_REQUIREMENTS_
Substitute "put one mark" for "place one dot" in the stretch from the line containing "dog's eye in the photo above." through the line containing "x=171 y=366", and leave everything else unchanged. Give back only those lines.

Point-based annotation data:
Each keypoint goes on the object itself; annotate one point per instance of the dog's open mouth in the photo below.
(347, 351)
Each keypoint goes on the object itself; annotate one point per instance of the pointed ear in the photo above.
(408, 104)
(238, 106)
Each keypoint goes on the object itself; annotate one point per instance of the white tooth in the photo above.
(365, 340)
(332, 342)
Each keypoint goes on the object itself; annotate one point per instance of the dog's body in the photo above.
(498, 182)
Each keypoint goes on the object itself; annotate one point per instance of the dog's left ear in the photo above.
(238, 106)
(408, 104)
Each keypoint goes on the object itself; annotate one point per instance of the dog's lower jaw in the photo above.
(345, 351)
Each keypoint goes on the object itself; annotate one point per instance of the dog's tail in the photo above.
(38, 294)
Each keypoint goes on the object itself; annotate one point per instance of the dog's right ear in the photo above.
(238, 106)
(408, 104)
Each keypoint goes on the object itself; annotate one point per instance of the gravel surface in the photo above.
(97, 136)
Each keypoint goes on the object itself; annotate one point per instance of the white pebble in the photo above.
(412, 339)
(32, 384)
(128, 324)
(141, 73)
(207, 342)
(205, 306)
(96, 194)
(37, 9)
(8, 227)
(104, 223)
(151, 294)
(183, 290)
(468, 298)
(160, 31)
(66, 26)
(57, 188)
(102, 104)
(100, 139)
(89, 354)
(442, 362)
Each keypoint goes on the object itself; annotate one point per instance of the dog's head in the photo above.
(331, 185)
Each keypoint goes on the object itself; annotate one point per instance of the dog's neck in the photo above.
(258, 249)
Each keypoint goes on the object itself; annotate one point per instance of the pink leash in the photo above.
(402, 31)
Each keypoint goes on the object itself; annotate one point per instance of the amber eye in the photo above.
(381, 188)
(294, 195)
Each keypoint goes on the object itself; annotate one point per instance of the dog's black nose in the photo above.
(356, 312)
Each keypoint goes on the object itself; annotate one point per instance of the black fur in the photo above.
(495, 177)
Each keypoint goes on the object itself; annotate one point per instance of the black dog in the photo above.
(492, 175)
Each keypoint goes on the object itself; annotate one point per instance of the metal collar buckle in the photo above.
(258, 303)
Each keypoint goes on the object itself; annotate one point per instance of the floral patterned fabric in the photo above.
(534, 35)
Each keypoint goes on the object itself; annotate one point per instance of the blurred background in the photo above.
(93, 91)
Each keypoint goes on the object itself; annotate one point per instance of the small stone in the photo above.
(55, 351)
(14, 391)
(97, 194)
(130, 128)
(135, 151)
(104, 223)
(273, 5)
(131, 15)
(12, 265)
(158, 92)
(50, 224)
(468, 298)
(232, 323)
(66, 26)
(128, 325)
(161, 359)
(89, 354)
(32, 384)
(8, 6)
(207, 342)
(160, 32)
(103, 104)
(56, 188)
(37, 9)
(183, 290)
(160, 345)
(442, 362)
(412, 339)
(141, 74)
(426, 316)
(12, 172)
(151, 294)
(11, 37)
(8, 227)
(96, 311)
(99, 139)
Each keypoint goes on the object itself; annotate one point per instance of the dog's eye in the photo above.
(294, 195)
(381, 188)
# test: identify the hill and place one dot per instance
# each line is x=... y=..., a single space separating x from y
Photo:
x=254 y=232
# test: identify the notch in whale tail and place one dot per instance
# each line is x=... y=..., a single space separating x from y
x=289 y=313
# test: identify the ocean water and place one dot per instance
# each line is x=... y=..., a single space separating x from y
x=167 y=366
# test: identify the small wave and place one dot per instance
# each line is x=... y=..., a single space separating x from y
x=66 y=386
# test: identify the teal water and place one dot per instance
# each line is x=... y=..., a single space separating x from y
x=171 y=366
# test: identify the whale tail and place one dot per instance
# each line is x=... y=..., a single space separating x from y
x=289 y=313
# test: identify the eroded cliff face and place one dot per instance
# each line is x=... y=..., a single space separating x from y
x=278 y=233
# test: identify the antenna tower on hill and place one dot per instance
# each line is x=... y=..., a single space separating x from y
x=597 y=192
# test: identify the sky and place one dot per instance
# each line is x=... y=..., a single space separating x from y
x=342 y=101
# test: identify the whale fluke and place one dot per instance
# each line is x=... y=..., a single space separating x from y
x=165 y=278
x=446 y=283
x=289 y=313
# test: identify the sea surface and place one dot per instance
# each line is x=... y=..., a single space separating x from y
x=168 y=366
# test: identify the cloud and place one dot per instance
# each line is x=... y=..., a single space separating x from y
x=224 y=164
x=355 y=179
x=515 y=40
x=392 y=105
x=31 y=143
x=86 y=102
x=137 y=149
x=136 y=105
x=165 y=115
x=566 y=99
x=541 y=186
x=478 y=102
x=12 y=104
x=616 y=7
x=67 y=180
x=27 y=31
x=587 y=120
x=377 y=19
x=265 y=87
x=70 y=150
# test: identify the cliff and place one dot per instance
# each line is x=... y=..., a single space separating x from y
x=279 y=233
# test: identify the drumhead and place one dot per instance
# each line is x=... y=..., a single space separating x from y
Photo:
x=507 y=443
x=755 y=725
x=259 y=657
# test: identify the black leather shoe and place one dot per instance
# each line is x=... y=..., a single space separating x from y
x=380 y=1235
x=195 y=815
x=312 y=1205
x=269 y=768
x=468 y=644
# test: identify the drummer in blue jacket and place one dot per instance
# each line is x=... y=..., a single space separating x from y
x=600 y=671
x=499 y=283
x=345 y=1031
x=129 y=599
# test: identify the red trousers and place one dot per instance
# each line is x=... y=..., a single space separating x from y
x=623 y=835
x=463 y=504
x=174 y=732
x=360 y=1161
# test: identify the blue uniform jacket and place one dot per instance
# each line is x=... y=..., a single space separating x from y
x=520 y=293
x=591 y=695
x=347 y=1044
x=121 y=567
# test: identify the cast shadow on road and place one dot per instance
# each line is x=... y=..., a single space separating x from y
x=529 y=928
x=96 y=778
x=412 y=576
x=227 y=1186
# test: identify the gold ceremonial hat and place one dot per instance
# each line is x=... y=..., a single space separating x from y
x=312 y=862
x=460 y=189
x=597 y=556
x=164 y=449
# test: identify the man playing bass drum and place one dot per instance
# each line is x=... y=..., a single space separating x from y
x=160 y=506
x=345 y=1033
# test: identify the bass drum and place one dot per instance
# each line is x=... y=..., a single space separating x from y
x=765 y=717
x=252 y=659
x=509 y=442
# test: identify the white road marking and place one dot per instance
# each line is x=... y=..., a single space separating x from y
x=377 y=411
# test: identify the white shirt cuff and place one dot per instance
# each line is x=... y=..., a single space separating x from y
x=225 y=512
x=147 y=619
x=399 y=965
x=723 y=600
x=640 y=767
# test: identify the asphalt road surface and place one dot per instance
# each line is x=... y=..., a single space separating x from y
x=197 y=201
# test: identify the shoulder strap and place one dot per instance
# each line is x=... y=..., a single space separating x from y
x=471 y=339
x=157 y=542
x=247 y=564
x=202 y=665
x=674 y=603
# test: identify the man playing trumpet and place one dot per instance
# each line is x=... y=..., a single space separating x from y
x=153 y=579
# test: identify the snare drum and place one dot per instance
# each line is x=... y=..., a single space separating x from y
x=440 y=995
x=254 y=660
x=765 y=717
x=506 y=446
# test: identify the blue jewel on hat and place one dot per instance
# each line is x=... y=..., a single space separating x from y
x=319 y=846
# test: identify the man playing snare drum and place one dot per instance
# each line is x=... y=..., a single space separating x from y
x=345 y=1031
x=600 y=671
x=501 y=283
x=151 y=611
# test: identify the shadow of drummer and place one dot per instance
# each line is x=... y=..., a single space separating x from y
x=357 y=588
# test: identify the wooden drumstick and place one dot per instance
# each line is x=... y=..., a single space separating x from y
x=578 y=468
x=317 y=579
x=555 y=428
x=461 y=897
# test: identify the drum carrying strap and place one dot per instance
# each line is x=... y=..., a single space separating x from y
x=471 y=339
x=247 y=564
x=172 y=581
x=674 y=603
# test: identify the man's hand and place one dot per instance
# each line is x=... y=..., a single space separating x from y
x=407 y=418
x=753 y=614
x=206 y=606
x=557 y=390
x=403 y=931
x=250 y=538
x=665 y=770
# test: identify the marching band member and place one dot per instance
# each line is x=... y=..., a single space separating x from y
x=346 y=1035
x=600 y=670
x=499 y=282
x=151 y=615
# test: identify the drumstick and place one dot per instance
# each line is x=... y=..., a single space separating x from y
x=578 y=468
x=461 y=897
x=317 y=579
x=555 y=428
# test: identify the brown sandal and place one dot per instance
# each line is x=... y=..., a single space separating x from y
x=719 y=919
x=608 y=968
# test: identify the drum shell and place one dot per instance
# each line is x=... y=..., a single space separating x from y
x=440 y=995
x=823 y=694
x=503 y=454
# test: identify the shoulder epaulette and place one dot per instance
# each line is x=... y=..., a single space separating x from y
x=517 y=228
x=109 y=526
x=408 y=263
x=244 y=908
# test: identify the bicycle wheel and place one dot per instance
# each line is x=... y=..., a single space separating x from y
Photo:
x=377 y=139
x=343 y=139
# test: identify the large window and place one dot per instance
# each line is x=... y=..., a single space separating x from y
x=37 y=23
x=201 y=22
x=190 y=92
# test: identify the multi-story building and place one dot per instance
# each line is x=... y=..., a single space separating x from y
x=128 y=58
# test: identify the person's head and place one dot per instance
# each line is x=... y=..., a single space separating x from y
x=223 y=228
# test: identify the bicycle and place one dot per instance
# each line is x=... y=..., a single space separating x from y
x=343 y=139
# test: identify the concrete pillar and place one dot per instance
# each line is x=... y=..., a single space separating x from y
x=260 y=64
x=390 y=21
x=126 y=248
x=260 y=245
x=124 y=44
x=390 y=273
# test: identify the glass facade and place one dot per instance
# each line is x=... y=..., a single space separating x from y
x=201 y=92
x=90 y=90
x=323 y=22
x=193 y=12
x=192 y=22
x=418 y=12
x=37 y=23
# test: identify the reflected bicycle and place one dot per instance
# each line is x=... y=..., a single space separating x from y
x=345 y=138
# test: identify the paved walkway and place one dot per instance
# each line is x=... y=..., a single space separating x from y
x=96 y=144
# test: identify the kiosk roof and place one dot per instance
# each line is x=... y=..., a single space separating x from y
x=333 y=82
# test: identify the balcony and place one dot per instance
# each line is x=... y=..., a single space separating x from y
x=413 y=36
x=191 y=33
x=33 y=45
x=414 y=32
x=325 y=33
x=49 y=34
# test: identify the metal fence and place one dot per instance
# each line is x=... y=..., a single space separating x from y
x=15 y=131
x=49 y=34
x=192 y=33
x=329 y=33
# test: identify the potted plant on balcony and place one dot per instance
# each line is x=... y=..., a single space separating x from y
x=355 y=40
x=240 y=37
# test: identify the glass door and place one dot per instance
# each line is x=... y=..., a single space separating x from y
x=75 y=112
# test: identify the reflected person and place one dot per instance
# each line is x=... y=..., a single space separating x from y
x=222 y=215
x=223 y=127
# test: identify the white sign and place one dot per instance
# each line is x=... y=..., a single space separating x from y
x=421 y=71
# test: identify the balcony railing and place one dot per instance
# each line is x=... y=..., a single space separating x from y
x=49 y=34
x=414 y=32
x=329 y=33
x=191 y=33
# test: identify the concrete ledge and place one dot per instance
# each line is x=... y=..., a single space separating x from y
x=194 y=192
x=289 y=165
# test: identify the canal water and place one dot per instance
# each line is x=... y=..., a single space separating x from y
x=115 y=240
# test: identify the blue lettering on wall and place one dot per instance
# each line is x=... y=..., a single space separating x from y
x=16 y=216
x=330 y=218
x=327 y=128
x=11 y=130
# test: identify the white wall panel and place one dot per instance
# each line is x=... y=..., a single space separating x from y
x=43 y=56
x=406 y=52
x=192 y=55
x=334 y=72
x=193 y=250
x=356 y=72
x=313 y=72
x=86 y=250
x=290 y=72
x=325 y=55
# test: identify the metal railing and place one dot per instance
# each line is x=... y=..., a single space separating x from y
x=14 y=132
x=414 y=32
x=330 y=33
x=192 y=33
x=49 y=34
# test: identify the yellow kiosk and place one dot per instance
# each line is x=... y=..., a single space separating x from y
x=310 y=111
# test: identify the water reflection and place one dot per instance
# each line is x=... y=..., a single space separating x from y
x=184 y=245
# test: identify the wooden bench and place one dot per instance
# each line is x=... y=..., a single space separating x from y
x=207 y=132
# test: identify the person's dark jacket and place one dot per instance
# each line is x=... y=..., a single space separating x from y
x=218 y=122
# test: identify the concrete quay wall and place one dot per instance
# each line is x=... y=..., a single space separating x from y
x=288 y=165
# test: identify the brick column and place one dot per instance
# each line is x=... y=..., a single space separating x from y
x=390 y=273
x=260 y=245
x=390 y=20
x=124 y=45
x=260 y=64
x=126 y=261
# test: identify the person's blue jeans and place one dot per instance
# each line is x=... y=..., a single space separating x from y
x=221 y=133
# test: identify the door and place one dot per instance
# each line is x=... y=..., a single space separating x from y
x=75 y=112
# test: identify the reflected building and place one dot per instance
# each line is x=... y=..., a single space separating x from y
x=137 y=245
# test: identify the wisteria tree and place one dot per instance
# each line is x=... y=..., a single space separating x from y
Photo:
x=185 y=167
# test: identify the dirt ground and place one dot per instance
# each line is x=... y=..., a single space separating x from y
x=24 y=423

_OUTPUT OF THE TASK_
Each keypoint goes on the object itself; annotate one point per instance of the dog's eye in the photo above.
(294, 195)
(381, 188)
# test: identify the hill and put one mark per instance
# each line is x=... y=..., a single space separating x from y
Photo:
x=254 y=232
# test: identify the notch in whale tail and put one mark per instance
# each line is x=... y=..., a single space separating x from y
x=289 y=313
# test: identify the ocean water and put one mark per instance
# each line is x=... y=..., a single space separating x from y
x=167 y=366
# test: identify the small wave and put one mark per instance
# each line is x=... y=..., a single space separating x from y
x=66 y=386
# test: identify the teal water and put one mark per instance
# each line is x=... y=..., a single space separating x from y
x=171 y=366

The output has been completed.